◆ SOURCE EXCERPT:
===
The flux capacitor would transport us to meet eight uninvited theatre companies who decided to defy organisers of the newly created Edinburgh International Festival and turn up anyway. Not being part of the official programme of the International Festival didn't stop these intrepid entrepreneurs; they just went ahead and staged their shows on the fringe of the Festival anyway. The idea spread, a space for artistic expression, unshackled from the constraints of an actual invitation and criteria compliant act. Today, the Edinburgh Festival Fringe, a festival still on the fringe of another festival, is the largest arts festival in the world with last month 56,796 performances over 27 days in 317 venues. Those eight chancers created an event that is now second only to the Olympic Games in terms of attendees. The Edinburgh Fringe is a lesson in bringing those in the margins into the tent and opening art to the masses.

That's why racing needs our own fringe movement. It's where trainers' new potential owners linger undiscovered. It's where racecourses' big new sponsors lurk with their sponsorship unspent. Simply, the fringes are where we've got to go to grow our sport on any metric.

Ahead of Irish Champions Weekend, we should be proud of the impact of our own festivals, from the Melbourne Spring Carnival to Royal Ascot and Saratoga. A recurring theme in our most successful events is their ability to embed themselves in the wider community and capture the imagination of the public usually on the fringes of our own sport. When you think about those events it's not racing authorities that create the experience. It's the picnics at Royal Ascot. It's the syndicate buying one and dreaming of Flemington. It's the family basing themselves in the fun of Saratoga for their summer vacation. Too often people in racing look to the powers-that-be, asking what they can do to help them, awaiting that invitation from the higher power to do something. When they do step forward, those attempted fringe events that are created to enliven the action can seem like a broken record. What is the point of a bigger best-dressed prize or race card draw to reward those who perhaps haven't watched a single race? I don't want to be part of a sport that is scared of celebrating the sport itself. When a nation is stopped each November, Australia does not wait with bated breath for the result of the most fascinating fascinator. Racing, if it wants to become embedded in the mind of the wider public, needs to start, always, with racing itself.

Embedding racing into our wider communities doesn't begin and end at the racecourse. As we compete with other demands on time, we need to look at ways of doing what we do differently and grow interest in racing exponentially. In 2010, a meet-up for 400 or so of the local technology community was convened in a lecture hall in Dublin. The organisers then had a brainwave about how to redefine a conference experience, and set about in their words “engineering serendipity.” Instead of the usual endless talks, they created speed networking using data to match those who would get most out of meeting each other; they held custom digital pub crawls and offered data-based applications which gave attendees the power to get exactly what they wanted from the experience. Eight years later, Web Summit is the world's largest tech conference, attracting 70,000 of the most powerful power brokers in tech to their new home in Lisbon. That kind of vision of a different way of doing things is what racing needs.
===
Portion of a data file:
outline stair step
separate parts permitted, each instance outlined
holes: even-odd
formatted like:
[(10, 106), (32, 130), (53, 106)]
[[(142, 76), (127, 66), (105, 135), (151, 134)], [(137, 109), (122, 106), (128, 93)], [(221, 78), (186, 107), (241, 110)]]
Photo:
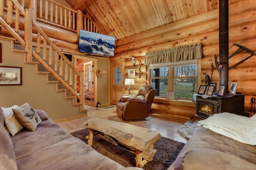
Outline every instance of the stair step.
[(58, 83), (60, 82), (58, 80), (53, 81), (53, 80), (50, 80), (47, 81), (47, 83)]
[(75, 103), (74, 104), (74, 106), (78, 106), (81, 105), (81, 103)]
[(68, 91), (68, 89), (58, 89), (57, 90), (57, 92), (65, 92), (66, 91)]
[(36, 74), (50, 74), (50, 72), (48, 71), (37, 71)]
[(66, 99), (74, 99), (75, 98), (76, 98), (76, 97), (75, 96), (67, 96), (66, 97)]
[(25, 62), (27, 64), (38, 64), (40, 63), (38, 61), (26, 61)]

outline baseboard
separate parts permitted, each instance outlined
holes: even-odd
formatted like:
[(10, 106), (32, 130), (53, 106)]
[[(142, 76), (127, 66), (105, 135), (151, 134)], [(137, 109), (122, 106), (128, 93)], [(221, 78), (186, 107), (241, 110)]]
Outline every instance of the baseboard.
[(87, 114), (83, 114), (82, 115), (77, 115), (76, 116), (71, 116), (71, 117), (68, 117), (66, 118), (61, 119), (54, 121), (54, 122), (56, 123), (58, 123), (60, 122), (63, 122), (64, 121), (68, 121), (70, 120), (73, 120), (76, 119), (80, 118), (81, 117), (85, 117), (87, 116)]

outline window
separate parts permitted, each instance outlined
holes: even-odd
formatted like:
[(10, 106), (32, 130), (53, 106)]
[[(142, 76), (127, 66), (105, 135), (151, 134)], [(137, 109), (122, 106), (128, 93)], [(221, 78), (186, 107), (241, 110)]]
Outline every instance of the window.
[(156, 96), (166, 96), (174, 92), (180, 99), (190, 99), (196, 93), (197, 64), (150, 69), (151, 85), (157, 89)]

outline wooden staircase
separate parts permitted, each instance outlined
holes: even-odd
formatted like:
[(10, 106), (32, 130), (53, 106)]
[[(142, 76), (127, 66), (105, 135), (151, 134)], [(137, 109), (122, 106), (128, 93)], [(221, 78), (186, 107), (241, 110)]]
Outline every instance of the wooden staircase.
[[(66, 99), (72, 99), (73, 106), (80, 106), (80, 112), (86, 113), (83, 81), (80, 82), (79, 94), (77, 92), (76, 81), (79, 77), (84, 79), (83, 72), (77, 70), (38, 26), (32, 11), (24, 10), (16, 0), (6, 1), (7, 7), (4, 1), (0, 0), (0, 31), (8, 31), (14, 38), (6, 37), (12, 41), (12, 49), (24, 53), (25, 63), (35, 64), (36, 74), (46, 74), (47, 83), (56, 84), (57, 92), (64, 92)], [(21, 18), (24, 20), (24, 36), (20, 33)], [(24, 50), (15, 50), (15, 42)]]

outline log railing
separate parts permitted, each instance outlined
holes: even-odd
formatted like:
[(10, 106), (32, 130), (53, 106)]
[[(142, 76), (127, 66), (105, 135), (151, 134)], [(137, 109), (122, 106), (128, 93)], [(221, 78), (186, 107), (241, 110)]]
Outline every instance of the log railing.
===
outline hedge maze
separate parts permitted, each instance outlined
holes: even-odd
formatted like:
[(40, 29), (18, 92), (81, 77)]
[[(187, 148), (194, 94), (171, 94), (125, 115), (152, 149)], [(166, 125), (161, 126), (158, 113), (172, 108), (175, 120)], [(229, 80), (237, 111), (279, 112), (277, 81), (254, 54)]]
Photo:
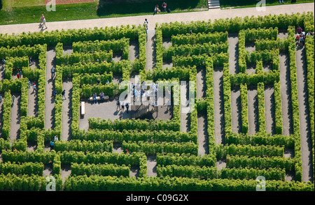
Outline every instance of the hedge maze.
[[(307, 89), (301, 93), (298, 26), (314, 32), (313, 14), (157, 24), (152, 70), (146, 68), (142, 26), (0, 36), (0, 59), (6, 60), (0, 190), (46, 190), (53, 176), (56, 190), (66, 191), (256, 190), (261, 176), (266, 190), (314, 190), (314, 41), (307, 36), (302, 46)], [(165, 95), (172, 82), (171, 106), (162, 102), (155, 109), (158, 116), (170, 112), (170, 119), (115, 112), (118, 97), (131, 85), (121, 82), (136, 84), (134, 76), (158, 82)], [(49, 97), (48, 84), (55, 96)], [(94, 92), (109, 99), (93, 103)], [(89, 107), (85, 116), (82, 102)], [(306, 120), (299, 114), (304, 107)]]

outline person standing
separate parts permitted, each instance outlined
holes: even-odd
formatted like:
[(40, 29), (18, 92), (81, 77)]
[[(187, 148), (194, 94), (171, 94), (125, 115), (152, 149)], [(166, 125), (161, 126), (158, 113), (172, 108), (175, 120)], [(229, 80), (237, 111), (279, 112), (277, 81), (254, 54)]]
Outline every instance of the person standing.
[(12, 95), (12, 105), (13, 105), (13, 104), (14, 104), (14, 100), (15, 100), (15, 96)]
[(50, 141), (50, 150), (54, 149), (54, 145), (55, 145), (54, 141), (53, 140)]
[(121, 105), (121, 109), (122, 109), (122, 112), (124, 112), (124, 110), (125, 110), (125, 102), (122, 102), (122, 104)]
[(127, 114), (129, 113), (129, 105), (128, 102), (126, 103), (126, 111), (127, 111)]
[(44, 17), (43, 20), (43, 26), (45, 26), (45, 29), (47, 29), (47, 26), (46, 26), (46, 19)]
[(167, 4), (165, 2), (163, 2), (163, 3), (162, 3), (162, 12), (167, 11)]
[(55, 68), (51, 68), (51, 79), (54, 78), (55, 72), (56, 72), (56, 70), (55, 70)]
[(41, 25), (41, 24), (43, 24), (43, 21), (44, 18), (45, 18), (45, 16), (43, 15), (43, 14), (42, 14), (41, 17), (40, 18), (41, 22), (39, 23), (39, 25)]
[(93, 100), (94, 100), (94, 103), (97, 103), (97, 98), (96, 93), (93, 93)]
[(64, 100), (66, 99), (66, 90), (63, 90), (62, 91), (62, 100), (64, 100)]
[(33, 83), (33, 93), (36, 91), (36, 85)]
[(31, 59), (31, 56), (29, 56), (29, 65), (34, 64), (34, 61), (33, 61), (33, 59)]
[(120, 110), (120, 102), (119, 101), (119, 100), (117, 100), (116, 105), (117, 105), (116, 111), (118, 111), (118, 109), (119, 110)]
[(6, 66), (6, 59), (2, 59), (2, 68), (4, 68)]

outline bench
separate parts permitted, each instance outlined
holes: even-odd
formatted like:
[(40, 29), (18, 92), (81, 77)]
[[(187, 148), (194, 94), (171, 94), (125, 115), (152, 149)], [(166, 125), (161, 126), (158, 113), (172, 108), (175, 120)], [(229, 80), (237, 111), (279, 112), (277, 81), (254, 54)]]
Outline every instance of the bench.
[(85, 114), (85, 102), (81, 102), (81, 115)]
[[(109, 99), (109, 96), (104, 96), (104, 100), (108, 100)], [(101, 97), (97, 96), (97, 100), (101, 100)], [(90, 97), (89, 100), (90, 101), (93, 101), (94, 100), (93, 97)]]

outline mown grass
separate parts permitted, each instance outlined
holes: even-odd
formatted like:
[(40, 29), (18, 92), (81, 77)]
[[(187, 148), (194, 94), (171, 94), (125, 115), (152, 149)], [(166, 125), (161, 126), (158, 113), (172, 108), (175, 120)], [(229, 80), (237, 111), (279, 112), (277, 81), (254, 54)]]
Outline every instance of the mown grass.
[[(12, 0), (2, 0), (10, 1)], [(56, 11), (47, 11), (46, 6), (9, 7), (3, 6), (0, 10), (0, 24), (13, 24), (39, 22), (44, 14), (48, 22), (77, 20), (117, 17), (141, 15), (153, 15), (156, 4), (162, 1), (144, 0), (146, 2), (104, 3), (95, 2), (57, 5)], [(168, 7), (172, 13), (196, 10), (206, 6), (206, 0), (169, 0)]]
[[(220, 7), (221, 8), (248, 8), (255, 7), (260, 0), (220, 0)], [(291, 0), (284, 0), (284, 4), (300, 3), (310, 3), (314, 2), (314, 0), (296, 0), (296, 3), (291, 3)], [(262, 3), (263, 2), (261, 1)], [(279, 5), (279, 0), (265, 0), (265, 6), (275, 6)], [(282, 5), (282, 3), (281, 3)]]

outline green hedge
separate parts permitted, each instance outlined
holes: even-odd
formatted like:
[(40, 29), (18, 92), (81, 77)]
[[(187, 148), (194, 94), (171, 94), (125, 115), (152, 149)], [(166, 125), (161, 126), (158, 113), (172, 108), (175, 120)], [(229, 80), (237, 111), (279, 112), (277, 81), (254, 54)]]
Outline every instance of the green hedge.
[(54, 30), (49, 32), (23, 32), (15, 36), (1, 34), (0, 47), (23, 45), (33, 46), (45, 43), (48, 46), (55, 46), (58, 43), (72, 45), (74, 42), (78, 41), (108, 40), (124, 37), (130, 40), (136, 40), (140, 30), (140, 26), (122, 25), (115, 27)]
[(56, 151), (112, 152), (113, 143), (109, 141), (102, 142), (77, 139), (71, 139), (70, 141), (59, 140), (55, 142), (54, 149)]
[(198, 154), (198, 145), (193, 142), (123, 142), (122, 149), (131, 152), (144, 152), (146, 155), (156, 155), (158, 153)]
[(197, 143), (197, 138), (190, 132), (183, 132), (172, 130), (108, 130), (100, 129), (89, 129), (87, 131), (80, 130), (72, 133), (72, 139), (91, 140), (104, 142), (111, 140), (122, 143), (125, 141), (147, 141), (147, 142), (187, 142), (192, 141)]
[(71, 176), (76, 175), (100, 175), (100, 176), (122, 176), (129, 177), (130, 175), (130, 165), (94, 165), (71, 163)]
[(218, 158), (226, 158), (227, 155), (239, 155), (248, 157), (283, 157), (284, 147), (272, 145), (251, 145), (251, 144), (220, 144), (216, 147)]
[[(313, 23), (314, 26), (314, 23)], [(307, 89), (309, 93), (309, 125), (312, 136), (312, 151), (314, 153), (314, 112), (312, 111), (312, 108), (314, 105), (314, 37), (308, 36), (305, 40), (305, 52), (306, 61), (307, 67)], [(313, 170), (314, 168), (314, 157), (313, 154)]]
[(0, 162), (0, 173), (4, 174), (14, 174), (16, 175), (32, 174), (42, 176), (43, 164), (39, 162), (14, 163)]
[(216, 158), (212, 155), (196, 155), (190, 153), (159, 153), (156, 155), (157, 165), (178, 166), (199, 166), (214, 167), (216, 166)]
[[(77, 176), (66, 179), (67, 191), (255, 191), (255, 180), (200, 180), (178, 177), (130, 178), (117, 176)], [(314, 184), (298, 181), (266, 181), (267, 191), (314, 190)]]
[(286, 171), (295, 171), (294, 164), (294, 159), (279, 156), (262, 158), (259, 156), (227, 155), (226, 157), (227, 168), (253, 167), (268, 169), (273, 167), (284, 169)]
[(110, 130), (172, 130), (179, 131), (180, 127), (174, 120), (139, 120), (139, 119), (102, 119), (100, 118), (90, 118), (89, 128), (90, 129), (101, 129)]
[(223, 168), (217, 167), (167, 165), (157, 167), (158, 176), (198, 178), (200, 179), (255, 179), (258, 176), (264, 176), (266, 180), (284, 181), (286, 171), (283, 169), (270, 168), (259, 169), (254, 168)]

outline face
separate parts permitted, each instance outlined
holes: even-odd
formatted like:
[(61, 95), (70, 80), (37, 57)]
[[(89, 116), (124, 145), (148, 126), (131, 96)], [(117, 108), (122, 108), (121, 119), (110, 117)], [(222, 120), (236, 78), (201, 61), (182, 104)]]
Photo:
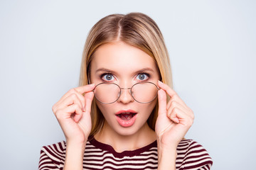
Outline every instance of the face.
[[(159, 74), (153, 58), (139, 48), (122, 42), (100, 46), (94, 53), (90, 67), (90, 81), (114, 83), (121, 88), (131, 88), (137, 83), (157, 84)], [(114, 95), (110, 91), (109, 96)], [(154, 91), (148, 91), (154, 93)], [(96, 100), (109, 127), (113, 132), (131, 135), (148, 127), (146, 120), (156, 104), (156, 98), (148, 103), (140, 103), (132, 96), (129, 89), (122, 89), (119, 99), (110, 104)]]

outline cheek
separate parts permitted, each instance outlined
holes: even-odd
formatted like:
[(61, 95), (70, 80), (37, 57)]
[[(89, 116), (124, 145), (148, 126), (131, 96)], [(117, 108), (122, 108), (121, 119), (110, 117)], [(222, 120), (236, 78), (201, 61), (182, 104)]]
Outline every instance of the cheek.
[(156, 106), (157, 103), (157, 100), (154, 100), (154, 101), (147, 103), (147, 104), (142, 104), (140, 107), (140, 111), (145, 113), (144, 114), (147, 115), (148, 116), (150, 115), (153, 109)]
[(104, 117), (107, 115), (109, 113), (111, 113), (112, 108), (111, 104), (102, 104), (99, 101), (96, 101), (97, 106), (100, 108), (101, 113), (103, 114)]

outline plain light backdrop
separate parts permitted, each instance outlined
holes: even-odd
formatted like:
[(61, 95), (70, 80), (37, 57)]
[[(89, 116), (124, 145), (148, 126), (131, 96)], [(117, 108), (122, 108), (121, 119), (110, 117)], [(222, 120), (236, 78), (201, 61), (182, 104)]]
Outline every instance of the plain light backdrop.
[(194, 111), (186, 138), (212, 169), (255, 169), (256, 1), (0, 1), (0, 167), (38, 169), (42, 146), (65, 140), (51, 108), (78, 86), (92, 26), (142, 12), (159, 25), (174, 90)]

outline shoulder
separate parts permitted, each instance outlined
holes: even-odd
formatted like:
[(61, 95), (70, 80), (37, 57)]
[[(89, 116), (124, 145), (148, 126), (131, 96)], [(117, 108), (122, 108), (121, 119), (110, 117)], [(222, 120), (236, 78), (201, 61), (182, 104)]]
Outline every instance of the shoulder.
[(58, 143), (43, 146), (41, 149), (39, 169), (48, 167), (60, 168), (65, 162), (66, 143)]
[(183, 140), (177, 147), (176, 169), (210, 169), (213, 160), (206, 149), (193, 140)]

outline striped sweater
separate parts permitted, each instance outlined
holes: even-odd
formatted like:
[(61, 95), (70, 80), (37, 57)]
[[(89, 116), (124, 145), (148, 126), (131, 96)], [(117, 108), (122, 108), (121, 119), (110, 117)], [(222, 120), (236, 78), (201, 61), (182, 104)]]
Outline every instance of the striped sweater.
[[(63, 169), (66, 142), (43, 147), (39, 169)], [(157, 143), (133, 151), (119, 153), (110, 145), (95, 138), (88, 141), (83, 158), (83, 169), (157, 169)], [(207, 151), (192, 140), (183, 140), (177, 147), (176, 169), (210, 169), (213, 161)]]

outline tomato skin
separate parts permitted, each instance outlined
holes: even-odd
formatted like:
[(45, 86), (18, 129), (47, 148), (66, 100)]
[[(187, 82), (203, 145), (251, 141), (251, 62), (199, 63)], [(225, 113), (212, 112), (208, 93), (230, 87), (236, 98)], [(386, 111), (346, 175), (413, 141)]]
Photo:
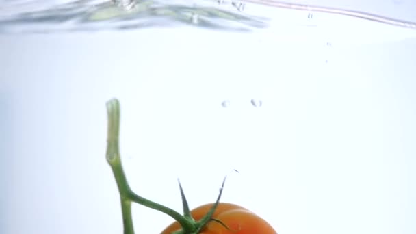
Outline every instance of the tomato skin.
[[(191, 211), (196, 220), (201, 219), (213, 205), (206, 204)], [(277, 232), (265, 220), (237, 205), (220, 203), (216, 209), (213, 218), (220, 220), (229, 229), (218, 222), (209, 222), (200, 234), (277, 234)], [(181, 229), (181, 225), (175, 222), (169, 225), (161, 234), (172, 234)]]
===
◆ WHAT IS BEING ASKED: Reproduce everything in the racing piece from "That's why racing" down to "on any metric.".

◆ EXERCISE OUTPUT:
That's why racing needs our own fringe movement. It's where trainers' new potential owners linger undiscovered. It's where racecourses' big new sponsors lurk with their sponsorship unspent. Simply, the fringes are where we've got to go to grow our sport on any metric.